> [Written tasks]:
• a. Rewrite the audio-loading notebook code between "data_list=[]" and "resampling in librosa.load()", inclusive, replacing "wav_transcript_dict" with "file_pairs".
• b. Extend the audio-loading notebook code by writing what comes after its last line.

> [Supplied text]:
☆ ☆ ☆ ☆ ☆ ☆ ☆
In [1]:
import pandas as pd
import os
import re
import tqdm
import librosa
from datasets import Dataset, load_metric
import json
import IPython.display as ipd
import numpy as np
import random
import torch
from src.data_util import DataCollatorCTCWithPadding
from transformers import Wav2Vec2FeatureExtractor, Wav2Vec2Processor, Wav2Vec2CTCTokenizer, Wav2Vec2ForCTC
from transformers import TrainingArguments, Trainer

root_dir = '/data/users/akrishnan/multilingual_asr/corpora/l2arctic'
speaker_info = pd.read_csv(f'{root_dir}/speaker_info.csv',sep='|')
speaker_info.columns = ['speaker','gender','accent','wav_files','annotations']
#SUBSAMPLING MODEL
speaker_info = speaker_info[speaker_info["speaker"].isin(['YBAA','ZHAA','LXC','BWC','HQTV','THV','HJK','YKWK'])]


speaker_files = {}
arctic_data = pd.DataFrame(['path','sentence','name','gender','accent','speaker'])
data_list=[]
for speaker in tqdm.tqdm(speaker_info.itertuples(index=False),total=len(speaker_info)):
    wav_transcript_dict = {}
    for wav in tqdm.tqdm_notebook(os.listdir(f'{root_dir}/{speaker.speaker}/wav/')):
        #Getting full paths for the wav transcript pairs
        wav_path = f"{root_dir}/{speaker.speaker}/wav/{wav}"
        transcript_path = f"{root_dir}/{speaker.speaker}/transcript/{wav.replace('.wav','.txt')}"
        
        #Reading transcripts and pairs. Note the forced resampling in librosa.load()
        array,sampling_rate=librosa.load(wav_path,sr=16000)
        transcript=open(transcript_path).read()
☆ ☆ ☆ ☆ ☆ ☆ ☆
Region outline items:
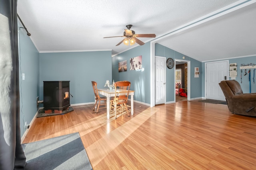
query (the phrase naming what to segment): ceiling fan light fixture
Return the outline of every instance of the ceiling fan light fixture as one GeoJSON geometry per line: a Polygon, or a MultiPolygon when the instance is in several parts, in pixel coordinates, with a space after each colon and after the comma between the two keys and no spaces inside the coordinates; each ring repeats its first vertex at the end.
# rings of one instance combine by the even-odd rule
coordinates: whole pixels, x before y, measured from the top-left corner
{"type": "Polygon", "coordinates": [[[129,45],[129,39],[128,39],[128,38],[126,38],[124,41],[124,45],[129,45]]]}
{"type": "Polygon", "coordinates": [[[133,45],[136,42],[136,41],[135,41],[135,40],[132,38],[131,38],[131,39],[130,40],[130,45],[133,45]]]}

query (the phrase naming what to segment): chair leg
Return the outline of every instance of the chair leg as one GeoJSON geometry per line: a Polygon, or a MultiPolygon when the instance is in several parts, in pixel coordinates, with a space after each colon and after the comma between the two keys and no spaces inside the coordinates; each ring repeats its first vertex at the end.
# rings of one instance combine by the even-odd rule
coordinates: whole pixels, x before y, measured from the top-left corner
{"type": "Polygon", "coordinates": [[[98,111],[99,110],[99,108],[100,108],[100,101],[99,100],[99,104],[98,104],[98,106],[97,107],[96,113],[98,113],[98,111]]]}
{"type": "Polygon", "coordinates": [[[126,111],[127,112],[127,114],[128,114],[128,117],[130,117],[130,115],[129,115],[129,112],[128,112],[128,109],[127,109],[127,105],[126,105],[126,103],[124,103],[124,106],[125,106],[125,108],[126,109],[126,111]]]}
{"type": "Polygon", "coordinates": [[[93,109],[92,109],[92,110],[94,110],[95,109],[95,106],[96,106],[96,105],[97,104],[97,102],[98,101],[97,100],[96,100],[96,101],[95,102],[95,104],[94,104],[94,106],[93,106],[93,109]]]}
{"type": "Polygon", "coordinates": [[[115,104],[115,117],[116,119],[116,104],[115,104]]]}

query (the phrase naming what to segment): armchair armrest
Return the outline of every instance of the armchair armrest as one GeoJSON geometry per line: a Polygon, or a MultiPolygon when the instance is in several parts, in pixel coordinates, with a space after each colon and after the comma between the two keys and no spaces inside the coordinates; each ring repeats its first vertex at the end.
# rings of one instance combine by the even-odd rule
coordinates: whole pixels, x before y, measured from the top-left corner
{"type": "Polygon", "coordinates": [[[241,95],[235,95],[232,97],[232,99],[244,101],[256,101],[256,94],[246,94],[241,95]]]}

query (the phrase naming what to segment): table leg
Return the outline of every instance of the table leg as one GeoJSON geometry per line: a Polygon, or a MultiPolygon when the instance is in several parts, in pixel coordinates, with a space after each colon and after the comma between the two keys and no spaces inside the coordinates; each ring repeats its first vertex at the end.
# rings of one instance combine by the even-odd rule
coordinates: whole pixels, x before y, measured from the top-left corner
{"type": "Polygon", "coordinates": [[[131,95],[131,114],[133,115],[133,95],[131,95]]]}
{"type": "Polygon", "coordinates": [[[107,97],[107,119],[109,119],[110,116],[109,112],[109,109],[110,106],[110,97],[107,97]]]}

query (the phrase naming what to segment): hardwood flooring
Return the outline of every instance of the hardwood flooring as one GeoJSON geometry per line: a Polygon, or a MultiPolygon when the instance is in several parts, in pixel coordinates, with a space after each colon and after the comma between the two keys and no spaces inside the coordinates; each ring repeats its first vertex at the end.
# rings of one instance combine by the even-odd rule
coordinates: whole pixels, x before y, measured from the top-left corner
{"type": "Polygon", "coordinates": [[[79,133],[94,170],[256,169],[256,118],[184,101],[106,119],[93,105],[36,118],[23,143],[79,133]]]}

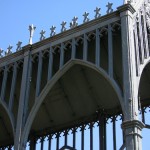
☆ ☆ ☆ ☆ ☆ ☆ ☆
> [Replies]:
• a.
data_list=[]
for speaker in tqdm.tqdm(speaker_info.itertuples(index=False),total=len(speaker_info)):
    file_pairs = {}
    for wav in tqdm.tqdm_notebook(os.listdir(f'{root_dir}/{speaker.speaker}/wav/')):
        #Getting full paths for the wav transcript pairs
        wav_path = f"{root_dir}/{speaker.speaker}/wav/{wav}"
        transcript_path = f"{root_dir}/{speaker.speaker}/transcript/{wav.replace('.wav','.txt')}"
        
        #Reading transcripts and pairs. Note the forced resampling in librosa.load()

• b.
        data_dict={
            'audio': {'array' : array, 'sampling_rate':sampling_rate},
            'sentence' : transcript,
            'path' : wav,
            'gender' : speaker.gender,
            'accent' : speaker.accent,
            'speaker': speaker.speaker}
        
        data_list.append(data_dict)
    break
df=pd.DataFrame(data_list)
#Making Huggingface dataset
l2_data=Dataset.from_pandas(df)

Please use `tqdm.notebook.tqdm` instead of `tqdm.tqdm_notebook`
  for wav in tqdm.tqdm_notebook(os.listdir(f'{root_dir}/{speaker.speaker}/wav/')):


  0%|          | 0/1130 [00:00<?, ?it/s]

  0%|                                                                                                                                                                                 | 0/8 [03:06<?, ?it/s]


In [6]:
#Listening to a sample for testing
rand_int = 339
print(l2_data[rand_int]['sentence'])
ipd.Audio(data=l2_data[rand_int]["audio"]["array"], autoplay=True, rate=16000)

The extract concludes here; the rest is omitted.